(To do): How many lines in the records below contain the word "belly"? Reply with the number alone.

Location labeling records
- - -

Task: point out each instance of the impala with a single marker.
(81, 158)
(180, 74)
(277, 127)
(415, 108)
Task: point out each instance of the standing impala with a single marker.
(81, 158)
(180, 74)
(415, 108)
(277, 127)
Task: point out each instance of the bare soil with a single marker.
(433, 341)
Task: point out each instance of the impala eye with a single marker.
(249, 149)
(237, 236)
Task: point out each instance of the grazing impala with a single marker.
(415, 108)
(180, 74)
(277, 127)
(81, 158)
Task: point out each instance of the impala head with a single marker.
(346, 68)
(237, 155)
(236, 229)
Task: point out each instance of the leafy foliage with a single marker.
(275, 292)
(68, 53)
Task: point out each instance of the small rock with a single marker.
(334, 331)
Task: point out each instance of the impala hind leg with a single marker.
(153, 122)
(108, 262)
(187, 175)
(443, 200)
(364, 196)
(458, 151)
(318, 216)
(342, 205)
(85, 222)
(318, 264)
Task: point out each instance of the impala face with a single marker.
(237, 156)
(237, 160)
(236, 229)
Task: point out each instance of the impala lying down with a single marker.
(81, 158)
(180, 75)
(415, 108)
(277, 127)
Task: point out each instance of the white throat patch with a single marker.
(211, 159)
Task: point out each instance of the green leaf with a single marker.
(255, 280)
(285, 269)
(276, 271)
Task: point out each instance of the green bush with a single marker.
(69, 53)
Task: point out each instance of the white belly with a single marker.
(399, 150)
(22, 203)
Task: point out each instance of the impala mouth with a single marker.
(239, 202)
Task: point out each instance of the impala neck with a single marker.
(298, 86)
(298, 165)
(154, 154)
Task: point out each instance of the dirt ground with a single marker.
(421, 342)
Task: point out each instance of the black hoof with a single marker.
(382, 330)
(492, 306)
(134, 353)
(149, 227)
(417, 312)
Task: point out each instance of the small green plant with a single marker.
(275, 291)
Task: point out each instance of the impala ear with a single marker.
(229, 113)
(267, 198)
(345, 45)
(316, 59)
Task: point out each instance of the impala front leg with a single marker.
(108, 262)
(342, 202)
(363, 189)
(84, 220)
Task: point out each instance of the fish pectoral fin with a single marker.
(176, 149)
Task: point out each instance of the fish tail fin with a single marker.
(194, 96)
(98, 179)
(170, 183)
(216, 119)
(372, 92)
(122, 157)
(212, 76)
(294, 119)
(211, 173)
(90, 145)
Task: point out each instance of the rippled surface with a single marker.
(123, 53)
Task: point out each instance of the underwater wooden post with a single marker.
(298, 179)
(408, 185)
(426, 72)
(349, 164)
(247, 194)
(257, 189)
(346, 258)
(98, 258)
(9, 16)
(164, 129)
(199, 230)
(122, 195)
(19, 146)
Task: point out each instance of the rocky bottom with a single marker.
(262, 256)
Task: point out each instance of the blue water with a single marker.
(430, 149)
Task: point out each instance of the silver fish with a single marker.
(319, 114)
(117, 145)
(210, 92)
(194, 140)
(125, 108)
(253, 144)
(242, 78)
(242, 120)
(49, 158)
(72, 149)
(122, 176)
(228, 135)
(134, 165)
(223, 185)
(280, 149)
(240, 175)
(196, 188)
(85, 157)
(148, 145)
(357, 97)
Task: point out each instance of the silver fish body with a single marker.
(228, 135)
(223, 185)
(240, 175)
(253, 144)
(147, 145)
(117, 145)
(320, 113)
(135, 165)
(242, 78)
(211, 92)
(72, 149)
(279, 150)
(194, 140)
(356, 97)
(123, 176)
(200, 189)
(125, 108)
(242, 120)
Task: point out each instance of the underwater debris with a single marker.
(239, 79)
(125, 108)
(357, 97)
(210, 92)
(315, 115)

- - -

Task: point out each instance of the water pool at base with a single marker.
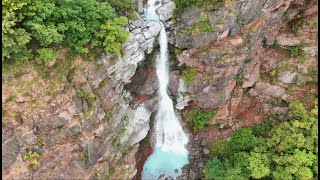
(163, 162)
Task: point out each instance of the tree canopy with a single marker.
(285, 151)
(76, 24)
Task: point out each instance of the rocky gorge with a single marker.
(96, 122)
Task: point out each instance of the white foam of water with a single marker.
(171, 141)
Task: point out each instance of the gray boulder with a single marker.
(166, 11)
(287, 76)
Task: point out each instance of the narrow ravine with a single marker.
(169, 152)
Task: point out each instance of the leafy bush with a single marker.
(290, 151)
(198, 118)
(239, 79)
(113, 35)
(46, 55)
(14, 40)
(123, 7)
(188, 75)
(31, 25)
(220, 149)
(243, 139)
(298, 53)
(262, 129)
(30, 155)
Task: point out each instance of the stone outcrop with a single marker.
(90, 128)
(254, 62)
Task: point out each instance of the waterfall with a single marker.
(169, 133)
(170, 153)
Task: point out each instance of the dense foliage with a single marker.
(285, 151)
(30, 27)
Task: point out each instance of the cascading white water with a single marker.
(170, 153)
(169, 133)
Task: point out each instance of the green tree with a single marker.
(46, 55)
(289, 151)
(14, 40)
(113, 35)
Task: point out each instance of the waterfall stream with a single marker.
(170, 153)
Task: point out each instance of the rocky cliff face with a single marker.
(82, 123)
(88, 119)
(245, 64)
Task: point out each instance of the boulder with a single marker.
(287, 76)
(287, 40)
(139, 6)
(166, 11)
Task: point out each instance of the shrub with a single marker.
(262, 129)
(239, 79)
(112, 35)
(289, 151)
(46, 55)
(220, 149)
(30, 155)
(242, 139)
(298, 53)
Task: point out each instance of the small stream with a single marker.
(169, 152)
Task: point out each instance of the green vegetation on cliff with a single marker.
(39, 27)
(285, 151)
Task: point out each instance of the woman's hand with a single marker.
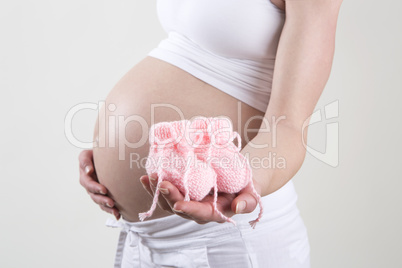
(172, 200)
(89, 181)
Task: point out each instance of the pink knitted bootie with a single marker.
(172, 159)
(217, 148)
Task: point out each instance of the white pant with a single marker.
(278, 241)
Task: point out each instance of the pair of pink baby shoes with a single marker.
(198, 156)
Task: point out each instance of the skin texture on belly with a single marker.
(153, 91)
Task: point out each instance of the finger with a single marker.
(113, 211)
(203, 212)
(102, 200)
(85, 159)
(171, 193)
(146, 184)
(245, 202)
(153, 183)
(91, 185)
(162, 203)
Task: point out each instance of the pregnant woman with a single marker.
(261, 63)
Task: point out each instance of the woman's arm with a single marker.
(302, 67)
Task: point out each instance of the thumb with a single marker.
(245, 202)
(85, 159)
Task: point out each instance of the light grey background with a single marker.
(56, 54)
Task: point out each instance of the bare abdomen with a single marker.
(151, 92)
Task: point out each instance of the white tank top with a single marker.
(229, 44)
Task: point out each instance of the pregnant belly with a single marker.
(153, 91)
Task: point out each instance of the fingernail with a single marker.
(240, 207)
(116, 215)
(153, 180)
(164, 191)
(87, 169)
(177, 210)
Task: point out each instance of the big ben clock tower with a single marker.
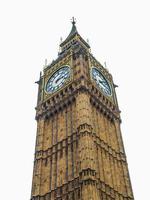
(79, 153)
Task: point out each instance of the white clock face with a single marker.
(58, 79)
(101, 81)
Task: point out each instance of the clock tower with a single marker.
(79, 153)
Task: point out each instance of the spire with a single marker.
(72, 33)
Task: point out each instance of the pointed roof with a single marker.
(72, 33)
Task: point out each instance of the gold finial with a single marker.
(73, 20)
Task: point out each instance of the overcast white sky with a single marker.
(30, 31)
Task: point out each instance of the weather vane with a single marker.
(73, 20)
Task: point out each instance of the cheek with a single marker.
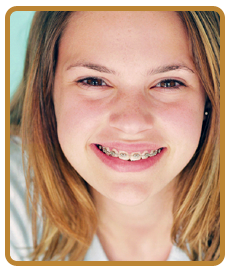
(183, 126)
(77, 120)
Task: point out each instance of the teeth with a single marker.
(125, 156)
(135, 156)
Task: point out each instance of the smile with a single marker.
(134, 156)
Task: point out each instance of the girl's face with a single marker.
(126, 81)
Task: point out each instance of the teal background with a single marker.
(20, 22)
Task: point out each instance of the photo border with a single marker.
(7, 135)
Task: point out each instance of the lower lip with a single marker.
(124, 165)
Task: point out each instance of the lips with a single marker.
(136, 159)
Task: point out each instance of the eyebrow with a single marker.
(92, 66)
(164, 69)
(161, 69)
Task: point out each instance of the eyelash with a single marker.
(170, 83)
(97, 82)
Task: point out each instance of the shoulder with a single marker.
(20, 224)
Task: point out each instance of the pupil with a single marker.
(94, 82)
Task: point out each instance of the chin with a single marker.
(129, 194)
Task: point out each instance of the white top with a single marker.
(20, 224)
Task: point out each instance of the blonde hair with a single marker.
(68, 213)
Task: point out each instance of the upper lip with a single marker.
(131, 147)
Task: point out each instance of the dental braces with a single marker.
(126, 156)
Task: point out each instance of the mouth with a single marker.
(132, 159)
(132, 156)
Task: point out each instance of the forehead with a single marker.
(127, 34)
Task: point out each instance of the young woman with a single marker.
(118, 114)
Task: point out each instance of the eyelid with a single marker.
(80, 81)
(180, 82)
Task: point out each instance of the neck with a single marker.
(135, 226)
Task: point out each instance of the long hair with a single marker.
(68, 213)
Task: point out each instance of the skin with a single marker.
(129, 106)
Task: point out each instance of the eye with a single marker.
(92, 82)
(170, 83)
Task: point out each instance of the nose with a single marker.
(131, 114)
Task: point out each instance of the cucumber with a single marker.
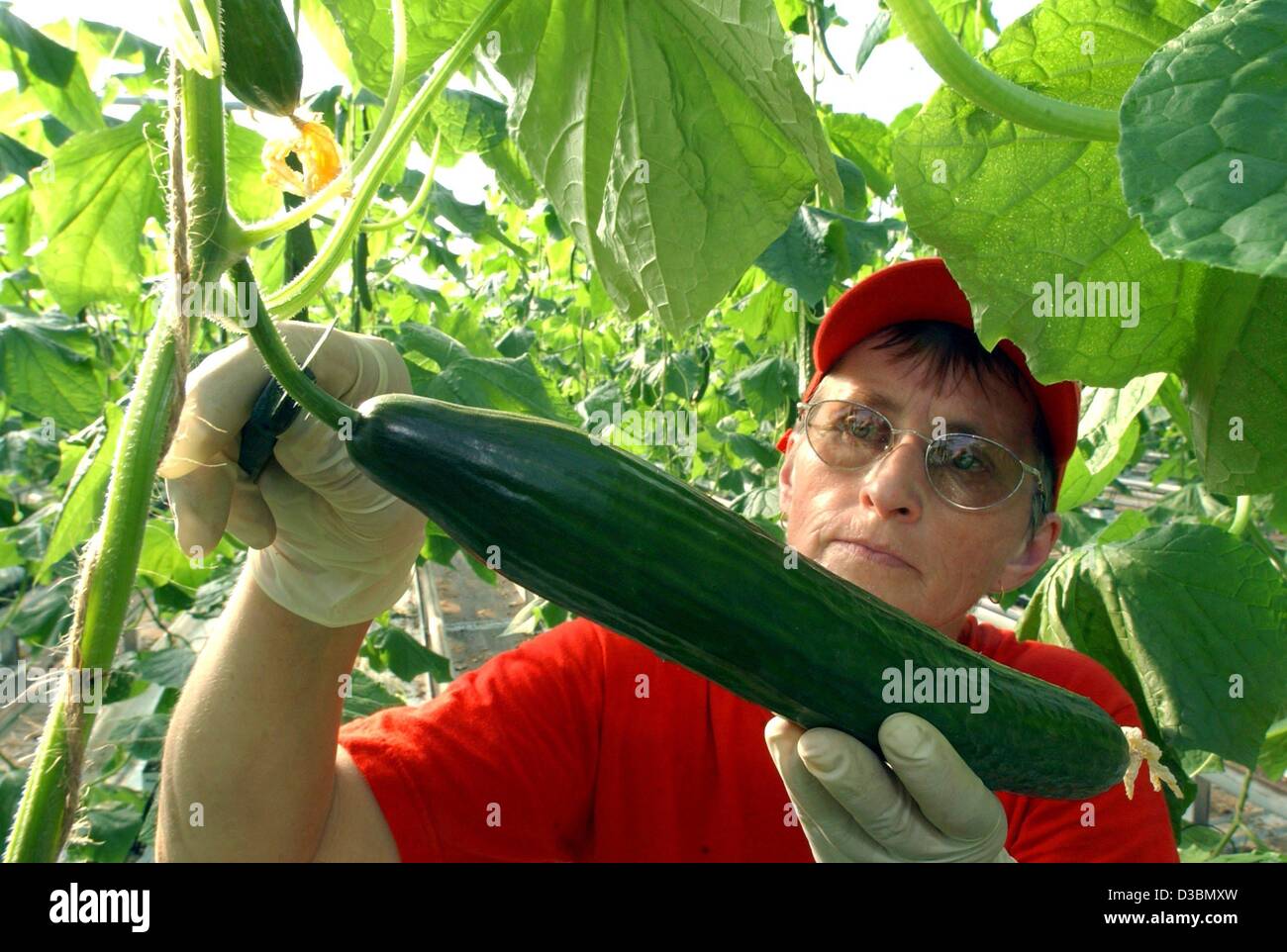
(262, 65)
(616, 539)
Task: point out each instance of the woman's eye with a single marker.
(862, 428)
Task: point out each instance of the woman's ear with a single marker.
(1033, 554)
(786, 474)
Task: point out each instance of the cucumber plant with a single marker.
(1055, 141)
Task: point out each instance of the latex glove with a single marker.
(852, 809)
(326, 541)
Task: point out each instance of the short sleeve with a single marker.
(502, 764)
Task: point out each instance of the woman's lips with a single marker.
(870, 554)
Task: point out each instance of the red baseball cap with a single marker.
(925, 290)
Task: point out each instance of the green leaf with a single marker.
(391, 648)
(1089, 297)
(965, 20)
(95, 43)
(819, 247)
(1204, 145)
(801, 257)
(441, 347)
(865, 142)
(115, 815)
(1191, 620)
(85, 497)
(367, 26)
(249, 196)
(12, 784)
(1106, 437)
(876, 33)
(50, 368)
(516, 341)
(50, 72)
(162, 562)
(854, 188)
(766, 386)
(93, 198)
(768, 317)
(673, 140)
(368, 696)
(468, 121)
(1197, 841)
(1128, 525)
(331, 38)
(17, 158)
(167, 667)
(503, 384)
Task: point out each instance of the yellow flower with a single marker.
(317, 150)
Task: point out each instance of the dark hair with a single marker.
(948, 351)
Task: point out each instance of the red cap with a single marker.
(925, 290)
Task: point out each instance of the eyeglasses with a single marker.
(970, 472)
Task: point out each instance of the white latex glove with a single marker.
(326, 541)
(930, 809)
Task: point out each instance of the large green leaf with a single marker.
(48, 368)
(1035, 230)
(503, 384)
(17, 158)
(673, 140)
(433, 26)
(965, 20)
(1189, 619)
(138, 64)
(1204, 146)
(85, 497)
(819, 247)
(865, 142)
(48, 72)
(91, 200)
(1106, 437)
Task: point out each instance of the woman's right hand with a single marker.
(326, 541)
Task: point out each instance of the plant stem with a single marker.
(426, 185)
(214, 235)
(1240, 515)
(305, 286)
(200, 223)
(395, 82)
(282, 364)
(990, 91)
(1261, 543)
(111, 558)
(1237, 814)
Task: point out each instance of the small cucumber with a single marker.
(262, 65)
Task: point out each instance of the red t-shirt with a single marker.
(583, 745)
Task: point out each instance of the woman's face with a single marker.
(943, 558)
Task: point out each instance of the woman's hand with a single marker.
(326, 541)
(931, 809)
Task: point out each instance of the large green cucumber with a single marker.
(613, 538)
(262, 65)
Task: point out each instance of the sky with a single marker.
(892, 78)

- - -

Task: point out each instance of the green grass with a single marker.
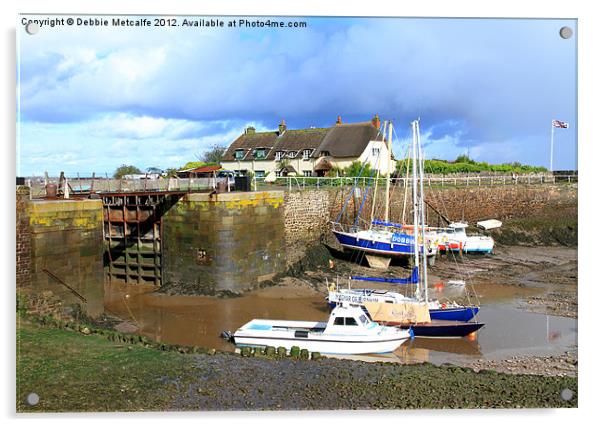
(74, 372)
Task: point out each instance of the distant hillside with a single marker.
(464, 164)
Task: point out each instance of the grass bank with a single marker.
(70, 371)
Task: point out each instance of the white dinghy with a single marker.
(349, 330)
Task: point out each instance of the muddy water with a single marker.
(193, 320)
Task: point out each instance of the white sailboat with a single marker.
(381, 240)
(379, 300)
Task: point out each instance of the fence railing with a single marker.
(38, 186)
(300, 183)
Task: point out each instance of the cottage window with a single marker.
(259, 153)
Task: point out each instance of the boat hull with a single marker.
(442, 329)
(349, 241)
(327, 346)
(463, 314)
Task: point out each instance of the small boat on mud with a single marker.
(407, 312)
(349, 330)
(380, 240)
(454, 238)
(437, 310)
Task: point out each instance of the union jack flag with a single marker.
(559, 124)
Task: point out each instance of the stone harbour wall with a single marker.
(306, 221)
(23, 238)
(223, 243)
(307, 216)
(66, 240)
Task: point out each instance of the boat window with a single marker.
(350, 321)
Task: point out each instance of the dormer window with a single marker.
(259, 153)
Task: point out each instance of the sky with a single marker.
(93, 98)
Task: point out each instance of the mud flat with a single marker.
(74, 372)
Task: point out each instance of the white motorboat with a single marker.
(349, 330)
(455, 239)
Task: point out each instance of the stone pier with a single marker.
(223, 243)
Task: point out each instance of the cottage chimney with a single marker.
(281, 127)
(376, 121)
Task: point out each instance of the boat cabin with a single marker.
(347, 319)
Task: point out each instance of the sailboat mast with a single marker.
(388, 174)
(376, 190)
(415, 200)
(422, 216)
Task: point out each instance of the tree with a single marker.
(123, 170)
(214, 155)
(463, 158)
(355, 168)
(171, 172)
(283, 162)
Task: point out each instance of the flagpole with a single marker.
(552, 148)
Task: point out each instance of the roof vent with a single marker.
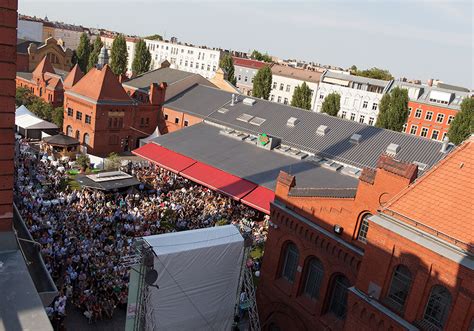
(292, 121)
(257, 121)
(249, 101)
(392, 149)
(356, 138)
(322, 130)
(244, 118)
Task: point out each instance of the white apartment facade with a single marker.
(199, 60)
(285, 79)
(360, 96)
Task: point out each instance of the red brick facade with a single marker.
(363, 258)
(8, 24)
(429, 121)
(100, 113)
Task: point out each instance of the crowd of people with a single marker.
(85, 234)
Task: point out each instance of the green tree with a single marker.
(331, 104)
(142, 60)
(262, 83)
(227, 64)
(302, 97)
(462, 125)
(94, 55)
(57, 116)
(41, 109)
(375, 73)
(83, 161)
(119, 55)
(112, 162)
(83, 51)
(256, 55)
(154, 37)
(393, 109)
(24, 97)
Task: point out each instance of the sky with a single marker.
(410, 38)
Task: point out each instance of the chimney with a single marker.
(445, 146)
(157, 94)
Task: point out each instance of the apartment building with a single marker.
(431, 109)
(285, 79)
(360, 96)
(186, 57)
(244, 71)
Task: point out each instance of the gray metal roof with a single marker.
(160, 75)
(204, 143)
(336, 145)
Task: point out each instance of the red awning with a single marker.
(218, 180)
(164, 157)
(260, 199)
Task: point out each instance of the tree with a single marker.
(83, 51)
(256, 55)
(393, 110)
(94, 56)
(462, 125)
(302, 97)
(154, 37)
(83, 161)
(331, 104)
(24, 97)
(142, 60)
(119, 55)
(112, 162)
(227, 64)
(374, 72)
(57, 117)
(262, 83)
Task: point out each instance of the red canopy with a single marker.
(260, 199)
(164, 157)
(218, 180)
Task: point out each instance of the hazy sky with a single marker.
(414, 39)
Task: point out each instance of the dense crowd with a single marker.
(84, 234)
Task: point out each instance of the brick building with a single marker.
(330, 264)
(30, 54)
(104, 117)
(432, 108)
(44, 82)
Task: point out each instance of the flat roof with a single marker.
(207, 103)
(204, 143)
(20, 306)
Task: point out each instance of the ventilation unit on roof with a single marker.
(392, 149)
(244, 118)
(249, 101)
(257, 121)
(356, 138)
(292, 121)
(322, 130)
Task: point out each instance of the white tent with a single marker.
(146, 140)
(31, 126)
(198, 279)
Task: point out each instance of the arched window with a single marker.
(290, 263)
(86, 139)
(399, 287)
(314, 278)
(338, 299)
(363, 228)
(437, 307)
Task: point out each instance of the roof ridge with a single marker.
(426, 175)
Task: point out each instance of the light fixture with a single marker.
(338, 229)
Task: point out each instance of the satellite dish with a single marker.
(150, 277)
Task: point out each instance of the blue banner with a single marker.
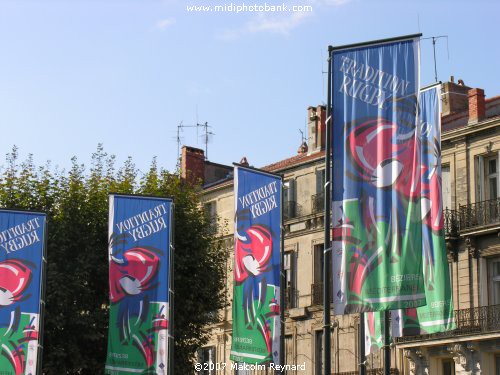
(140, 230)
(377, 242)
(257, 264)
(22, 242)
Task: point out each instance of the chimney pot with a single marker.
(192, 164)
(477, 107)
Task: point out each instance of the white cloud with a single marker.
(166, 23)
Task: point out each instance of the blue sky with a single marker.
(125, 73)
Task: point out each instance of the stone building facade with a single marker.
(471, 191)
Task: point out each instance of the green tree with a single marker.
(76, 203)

- - -

(Result for this task): 3